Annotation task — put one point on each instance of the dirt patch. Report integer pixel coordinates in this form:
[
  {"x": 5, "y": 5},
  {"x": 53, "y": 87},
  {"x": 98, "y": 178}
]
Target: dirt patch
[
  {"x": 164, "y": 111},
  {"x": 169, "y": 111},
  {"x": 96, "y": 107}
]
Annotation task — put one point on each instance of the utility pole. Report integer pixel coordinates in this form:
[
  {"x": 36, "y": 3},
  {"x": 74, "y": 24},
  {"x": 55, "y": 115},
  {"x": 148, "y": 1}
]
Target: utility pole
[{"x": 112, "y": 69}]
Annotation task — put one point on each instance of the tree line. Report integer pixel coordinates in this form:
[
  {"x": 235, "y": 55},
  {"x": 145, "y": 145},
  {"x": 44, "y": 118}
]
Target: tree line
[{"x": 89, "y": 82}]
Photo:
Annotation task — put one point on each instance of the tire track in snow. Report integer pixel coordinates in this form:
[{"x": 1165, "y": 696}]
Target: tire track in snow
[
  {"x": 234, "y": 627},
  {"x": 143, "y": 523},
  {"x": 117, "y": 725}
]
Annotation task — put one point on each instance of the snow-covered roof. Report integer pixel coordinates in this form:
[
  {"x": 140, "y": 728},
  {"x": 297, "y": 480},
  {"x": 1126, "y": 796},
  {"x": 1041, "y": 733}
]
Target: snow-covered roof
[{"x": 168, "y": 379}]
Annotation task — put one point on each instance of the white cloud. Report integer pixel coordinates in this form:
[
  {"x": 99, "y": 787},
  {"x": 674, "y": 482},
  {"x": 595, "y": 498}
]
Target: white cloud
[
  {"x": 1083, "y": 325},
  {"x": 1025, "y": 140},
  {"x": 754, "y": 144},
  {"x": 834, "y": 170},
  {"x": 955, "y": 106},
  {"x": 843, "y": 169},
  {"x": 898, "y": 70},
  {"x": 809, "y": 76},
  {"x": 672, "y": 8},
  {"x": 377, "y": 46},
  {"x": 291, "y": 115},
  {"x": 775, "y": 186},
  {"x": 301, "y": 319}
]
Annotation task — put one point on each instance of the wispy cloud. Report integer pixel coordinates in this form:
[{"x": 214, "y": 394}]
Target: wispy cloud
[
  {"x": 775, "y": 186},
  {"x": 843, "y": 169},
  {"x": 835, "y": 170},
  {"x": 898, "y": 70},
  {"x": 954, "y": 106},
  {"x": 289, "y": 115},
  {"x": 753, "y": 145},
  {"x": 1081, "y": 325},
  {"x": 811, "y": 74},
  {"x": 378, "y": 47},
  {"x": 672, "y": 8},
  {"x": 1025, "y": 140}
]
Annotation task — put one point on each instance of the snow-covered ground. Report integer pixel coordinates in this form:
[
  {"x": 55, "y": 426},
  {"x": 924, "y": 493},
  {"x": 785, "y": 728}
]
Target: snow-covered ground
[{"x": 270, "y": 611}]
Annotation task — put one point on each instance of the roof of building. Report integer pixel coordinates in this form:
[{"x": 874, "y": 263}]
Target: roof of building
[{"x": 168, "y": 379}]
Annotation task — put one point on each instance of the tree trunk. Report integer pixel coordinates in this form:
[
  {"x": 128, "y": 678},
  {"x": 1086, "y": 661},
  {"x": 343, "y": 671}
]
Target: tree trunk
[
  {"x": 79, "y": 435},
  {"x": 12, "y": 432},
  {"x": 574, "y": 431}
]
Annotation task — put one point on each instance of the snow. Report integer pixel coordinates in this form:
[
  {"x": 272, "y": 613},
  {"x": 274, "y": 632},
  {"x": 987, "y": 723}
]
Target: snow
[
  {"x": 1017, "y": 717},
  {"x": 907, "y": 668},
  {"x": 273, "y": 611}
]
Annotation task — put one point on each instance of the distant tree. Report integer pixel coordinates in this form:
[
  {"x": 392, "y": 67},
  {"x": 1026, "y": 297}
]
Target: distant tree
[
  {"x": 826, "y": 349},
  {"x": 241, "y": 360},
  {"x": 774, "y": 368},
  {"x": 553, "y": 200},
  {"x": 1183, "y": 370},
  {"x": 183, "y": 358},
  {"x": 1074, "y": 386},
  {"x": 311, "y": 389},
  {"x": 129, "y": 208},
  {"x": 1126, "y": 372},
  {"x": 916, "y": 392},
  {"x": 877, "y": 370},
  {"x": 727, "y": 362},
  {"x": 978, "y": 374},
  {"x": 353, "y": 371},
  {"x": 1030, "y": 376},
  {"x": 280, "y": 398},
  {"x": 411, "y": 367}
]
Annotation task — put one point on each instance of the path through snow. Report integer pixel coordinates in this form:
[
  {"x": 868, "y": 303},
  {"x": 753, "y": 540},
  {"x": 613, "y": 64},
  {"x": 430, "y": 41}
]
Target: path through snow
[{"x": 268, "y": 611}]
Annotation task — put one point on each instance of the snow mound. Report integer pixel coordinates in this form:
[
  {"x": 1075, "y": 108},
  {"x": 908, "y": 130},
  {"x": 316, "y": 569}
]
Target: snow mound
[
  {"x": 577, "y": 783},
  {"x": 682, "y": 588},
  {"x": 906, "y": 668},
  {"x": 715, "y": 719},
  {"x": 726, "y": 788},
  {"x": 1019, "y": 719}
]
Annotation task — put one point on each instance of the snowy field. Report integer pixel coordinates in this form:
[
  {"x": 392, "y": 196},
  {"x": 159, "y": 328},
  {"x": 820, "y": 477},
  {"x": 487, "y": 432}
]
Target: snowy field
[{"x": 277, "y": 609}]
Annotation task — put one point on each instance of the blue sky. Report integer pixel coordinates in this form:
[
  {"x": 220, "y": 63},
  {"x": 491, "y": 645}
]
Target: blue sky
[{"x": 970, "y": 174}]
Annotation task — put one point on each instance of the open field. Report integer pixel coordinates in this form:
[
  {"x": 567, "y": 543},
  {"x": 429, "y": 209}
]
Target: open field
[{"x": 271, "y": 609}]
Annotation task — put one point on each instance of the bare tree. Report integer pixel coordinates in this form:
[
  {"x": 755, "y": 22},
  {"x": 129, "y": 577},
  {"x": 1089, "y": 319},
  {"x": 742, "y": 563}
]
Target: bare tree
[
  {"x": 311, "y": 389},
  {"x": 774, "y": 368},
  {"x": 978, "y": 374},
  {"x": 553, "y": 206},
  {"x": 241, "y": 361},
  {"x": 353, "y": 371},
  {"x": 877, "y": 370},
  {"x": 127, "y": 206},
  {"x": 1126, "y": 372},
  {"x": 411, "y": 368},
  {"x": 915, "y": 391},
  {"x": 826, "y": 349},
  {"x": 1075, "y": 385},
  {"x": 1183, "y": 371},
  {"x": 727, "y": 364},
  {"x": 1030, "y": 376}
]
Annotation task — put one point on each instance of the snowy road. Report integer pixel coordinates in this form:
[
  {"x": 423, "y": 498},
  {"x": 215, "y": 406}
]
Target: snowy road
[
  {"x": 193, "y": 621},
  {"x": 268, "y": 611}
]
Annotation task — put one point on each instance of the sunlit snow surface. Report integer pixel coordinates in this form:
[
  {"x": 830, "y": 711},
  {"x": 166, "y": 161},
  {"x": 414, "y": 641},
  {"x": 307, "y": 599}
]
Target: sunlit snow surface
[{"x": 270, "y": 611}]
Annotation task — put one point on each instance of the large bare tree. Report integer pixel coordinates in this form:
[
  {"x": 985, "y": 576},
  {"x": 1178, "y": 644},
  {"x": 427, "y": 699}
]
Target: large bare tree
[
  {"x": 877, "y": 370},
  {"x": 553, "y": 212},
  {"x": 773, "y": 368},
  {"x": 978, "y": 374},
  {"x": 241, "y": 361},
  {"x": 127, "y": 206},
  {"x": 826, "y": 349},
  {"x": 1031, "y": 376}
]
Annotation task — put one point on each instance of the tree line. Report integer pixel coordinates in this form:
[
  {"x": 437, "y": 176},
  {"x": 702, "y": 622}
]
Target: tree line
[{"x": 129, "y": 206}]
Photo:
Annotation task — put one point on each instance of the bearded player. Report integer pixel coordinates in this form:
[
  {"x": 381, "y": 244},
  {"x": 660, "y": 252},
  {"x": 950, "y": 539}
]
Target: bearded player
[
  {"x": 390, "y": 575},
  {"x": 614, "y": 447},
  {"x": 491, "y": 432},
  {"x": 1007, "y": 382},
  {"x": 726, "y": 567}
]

• • • • • • •

**Task instructions:**
Starting from the line with "the snowy road." and ending with the final line of the data, quote every line exactly, both ends included.

**Problem solution:**
Annotation task — put one point on each instance of the snowy road. Report integer pixel coordinates in this form:
[
  {"x": 423, "y": 498},
  {"x": 215, "y": 406}
]
Target: snowy road
[
  {"x": 193, "y": 621},
  {"x": 268, "y": 611}
]
Annotation task — put one point on each instance of the sunlit snow surface. Report integer pixel coordinates in this form:
[
  {"x": 830, "y": 711},
  {"x": 166, "y": 161},
  {"x": 414, "y": 641},
  {"x": 307, "y": 599}
]
Target: sunlit snow surface
[{"x": 270, "y": 611}]
Annotation task — put one point on each instance of the large bare tree. Report integer pixel coordinates in this form:
[
  {"x": 985, "y": 576},
  {"x": 1178, "y": 644},
  {"x": 427, "y": 699}
]
Target: large bare tree
[
  {"x": 877, "y": 370},
  {"x": 553, "y": 212},
  {"x": 773, "y": 368},
  {"x": 978, "y": 374},
  {"x": 241, "y": 361},
  {"x": 127, "y": 206},
  {"x": 826, "y": 349},
  {"x": 1031, "y": 376}
]
Annotation task — put one point on each instance of the tree line. Report integer pixel coordinates in this form:
[
  {"x": 437, "y": 176},
  {"x": 702, "y": 622}
]
Target: tree line
[{"x": 129, "y": 206}]
Photo:
Annotation task — put one point on each instance of the bearded player. Report integer pixel coordinates in this form:
[
  {"x": 381, "y": 244},
  {"x": 660, "y": 252},
  {"x": 950, "y": 539}
]
Target: bearded player
[
  {"x": 390, "y": 575},
  {"x": 614, "y": 447},
  {"x": 491, "y": 432},
  {"x": 1007, "y": 382},
  {"x": 726, "y": 567}
]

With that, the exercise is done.